-- EXCERPTED TEXT follows --

Pernell had resigned from the hospital a month earlier after an intensive and unsuccessful campaign to become CEO. She claimed during her conversation with Hunter that she had been "forced out," blaming her departure on racism.
"I have had an outpouring of physicians—in particular black physicians, black corporate executives, women generally, and people throughout the field of medicine and public health—stand up and say, 'What happened to you, unfortunately, is a part of a pattern of abuse,'" Pernell said. "'It is an abusive relationship between white power structures and black executives.'"
Pernell now serves as director of the NAACP's Center for Health Equity, a role in which she works to "drive equitable health outcomes and transform healthcare systems through a comprehensive socioeconomic approach valuing the whole person," according to her LinkedIn profile.
Pernell's work in the Garden State also led to her being tapped to serve on the New Jersey Reparations Council as a member of its health equity committee. In that capacity, she approved a report calling not only for reparations but also for non-citizen voting, ending deportations, and a new state agency that "would disproportionately serve to expand homeownership to Black New Jersey families."
In addition to her work on equity, Pernell has also pursued an ecclesiastical career as an "apostle" of the Bet Hashem YHWH church movement founded by her brother, Timothy Pernell Jr.
Timothy Pernell Jr. has described white Evangelical Christians as agents of Satan.

-- EXCERPTED TEXT concluded --

• [WORK ORDER 1] Please repeat the excerpt about Pernell word for word, everything from "Pernell's work in" down to "brother, Timothy Pernell Jr.".
• [WORK ORDER 2]
Answer these questions using the excerpt about Pernell.
(a) What role does Pernell now hold at the NAACP?
(b) On which committee of the New Jersey Reparations Council was she tapped to serve?
(c) Who founded the Bet Hashem YHWH church movement?
• [WORK ORDER 3] Continue the excerpt about Pernell with the next part after its final sentence.
The items have no connection to the excerpt about Pernell.

-- PROVIDED RECORDS follows --

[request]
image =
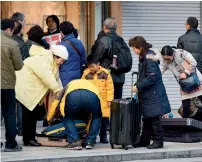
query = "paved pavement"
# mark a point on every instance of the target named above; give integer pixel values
(101, 153)
(171, 160)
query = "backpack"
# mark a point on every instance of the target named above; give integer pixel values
(122, 51)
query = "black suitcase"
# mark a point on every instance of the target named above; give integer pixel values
(184, 130)
(125, 121)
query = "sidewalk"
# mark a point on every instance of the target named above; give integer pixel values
(101, 153)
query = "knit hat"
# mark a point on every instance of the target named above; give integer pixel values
(60, 51)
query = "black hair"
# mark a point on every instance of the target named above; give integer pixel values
(91, 60)
(67, 27)
(139, 42)
(192, 22)
(18, 27)
(17, 16)
(167, 51)
(55, 19)
(6, 24)
(36, 34)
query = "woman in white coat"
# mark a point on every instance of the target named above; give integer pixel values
(38, 76)
(182, 64)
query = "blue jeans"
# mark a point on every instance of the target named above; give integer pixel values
(19, 116)
(8, 106)
(79, 103)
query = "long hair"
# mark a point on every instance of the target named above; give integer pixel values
(140, 43)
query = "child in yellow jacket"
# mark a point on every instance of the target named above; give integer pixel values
(102, 79)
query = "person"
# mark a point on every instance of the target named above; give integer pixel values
(78, 98)
(195, 109)
(191, 41)
(71, 69)
(101, 78)
(19, 17)
(181, 63)
(152, 94)
(35, 35)
(105, 50)
(38, 77)
(11, 61)
(24, 53)
(53, 24)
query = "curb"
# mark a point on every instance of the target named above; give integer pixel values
(122, 157)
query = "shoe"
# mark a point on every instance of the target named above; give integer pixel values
(16, 149)
(89, 146)
(32, 143)
(155, 145)
(74, 146)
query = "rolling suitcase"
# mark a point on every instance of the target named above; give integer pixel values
(184, 130)
(125, 121)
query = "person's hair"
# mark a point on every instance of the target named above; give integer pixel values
(192, 22)
(167, 51)
(91, 60)
(67, 27)
(55, 19)
(17, 16)
(110, 24)
(140, 43)
(35, 34)
(6, 24)
(18, 27)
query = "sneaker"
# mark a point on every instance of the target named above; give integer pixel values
(89, 146)
(16, 149)
(74, 146)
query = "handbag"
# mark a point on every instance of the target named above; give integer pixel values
(190, 83)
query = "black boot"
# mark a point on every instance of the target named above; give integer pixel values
(156, 145)
(103, 131)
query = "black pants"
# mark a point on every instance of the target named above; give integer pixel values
(8, 106)
(29, 121)
(151, 128)
(186, 107)
(103, 128)
(118, 90)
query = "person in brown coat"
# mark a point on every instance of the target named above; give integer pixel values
(11, 61)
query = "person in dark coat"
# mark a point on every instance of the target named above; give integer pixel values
(103, 52)
(53, 24)
(191, 41)
(152, 94)
(24, 53)
(71, 69)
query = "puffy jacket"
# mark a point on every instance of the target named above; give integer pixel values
(23, 46)
(103, 51)
(38, 75)
(151, 90)
(191, 41)
(103, 81)
(71, 69)
(11, 60)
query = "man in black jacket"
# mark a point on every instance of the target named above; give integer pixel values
(17, 36)
(191, 41)
(103, 52)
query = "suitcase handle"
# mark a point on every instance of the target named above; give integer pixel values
(55, 139)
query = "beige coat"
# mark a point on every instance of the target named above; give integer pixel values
(11, 61)
(37, 77)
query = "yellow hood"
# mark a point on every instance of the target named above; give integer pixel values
(38, 51)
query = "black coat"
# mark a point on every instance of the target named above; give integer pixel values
(23, 46)
(103, 51)
(191, 41)
(151, 90)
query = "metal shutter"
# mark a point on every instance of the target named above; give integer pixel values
(160, 23)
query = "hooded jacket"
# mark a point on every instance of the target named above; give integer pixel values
(151, 90)
(37, 77)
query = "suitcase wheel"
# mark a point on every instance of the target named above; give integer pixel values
(125, 147)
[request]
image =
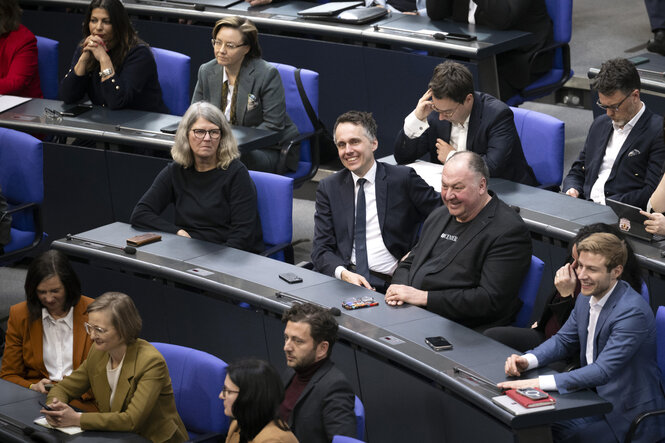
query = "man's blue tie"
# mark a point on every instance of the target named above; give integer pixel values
(362, 267)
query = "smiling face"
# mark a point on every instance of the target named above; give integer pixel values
(51, 294)
(355, 149)
(299, 346)
(103, 333)
(100, 25)
(463, 191)
(452, 111)
(594, 276)
(230, 58)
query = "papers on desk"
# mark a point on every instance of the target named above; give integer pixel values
(515, 408)
(10, 101)
(430, 172)
(71, 430)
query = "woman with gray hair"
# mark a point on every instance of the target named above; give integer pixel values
(211, 190)
(127, 375)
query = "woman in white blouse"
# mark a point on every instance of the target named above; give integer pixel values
(46, 338)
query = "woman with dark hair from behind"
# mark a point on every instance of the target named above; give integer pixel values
(247, 89)
(561, 302)
(111, 64)
(46, 337)
(19, 69)
(252, 394)
(127, 375)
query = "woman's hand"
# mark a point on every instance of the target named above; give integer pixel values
(61, 415)
(40, 386)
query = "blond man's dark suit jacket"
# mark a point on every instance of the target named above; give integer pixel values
(260, 79)
(638, 165)
(476, 282)
(143, 402)
(23, 361)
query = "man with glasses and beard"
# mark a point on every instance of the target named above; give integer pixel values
(624, 150)
(452, 117)
(318, 400)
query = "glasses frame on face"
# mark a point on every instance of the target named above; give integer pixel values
(230, 46)
(226, 391)
(447, 114)
(614, 108)
(200, 134)
(89, 328)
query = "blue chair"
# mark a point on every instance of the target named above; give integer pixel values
(529, 292)
(197, 378)
(308, 139)
(275, 203)
(345, 439)
(22, 184)
(47, 58)
(359, 410)
(561, 13)
(660, 358)
(543, 142)
(173, 73)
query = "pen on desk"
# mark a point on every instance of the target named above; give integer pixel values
(147, 131)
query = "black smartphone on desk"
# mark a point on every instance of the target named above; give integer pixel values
(438, 343)
(75, 110)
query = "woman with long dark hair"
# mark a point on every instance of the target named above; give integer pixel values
(111, 64)
(46, 337)
(252, 394)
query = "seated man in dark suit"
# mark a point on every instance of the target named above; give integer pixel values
(395, 201)
(519, 67)
(452, 117)
(613, 330)
(472, 254)
(318, 400)
(623, 155)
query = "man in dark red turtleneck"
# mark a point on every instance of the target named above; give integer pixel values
(318, 401)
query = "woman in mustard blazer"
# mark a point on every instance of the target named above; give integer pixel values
(53, 295)
(127, 375)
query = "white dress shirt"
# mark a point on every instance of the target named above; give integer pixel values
(547, 382)
(378, 257)
(58, 344)
(229, 97)
(617, 139)
(112, 376)
(414, 128)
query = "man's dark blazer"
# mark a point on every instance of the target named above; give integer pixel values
(492, 135)
(403, 201)
(624, 371)
(637, 168)
(515, 67)
(476, 282)
(325, 407)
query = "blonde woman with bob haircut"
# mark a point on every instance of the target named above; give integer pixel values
(127, 375)
(211, 190)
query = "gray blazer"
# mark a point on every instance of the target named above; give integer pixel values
(268, 111)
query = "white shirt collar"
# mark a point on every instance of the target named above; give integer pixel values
(370, 176)
(68, 319)
(633, 121)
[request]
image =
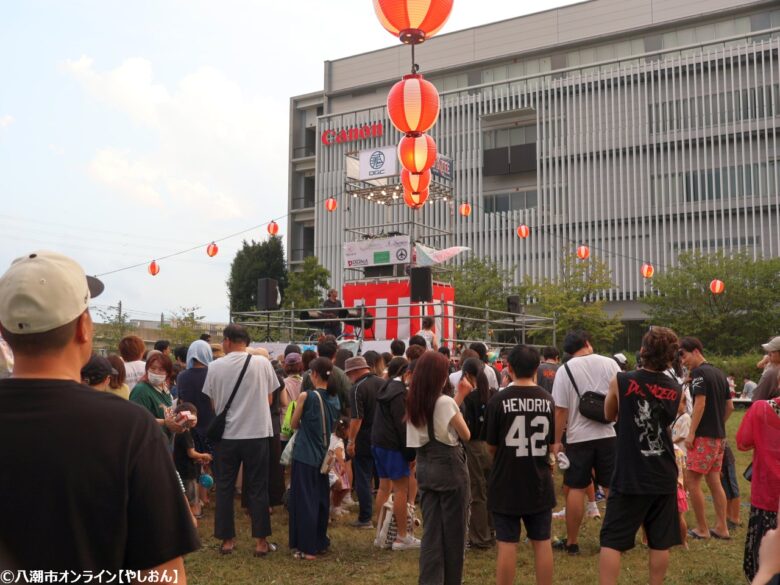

-- PROVIDED RECORDS concluded --

• [EXERCISE ANSWER 1]
Pernell's work in the Garden State also led to her being tapped to serve on the New Jersey Reparations Council as a member of its health equity committee. In that capacity, she approved a report calling not only for reparations but also for non-citizen voting, ending deportations, and a new state agency that "would disproportionately serve to expand homeownership to Black New Jersey families."
In addition to her work on equity, Pernell has also pursued an ecclesiastical career as an "apostle" of the Bet Hashem YHWH church movement founded by her brother, Timothy Pernell Jr.

• [EXERCISE ANSWER 2]
(a) Director of the NAACP's Center for Health Equity.
(b) Its health equity committee.
(c) Her brother, Timothy Pernell Jr.

• [EXERCISE ANSWER 3]
"White evangelicals call pedophile Trump, anointed, called, chosen, and appointed by Christ," he wrote last week on Facebook. "They are SICK !!!!!! Trump is a pedophile and a rapist and an antichrist. White evangelicals have done the work of Satan and attempted to destroyed [sic] America."
He has accused Trump of sex crimes and of being the devil in other social media posts.
"White Evangelicals have been supporting and working with the Devil, Trump!" he wrote. "Trump has raped and molested under aged White Girls and White Evangelicals knew this and still supported them!!!!"
Videos on YouTube show Dr. Chris Pernell delivering fiery sermons in her capacity as "apostle" of the Bet Hashem YHWH movement.
Pernell, responding to a Washington Free Beacon request for comment, explained her professional focus.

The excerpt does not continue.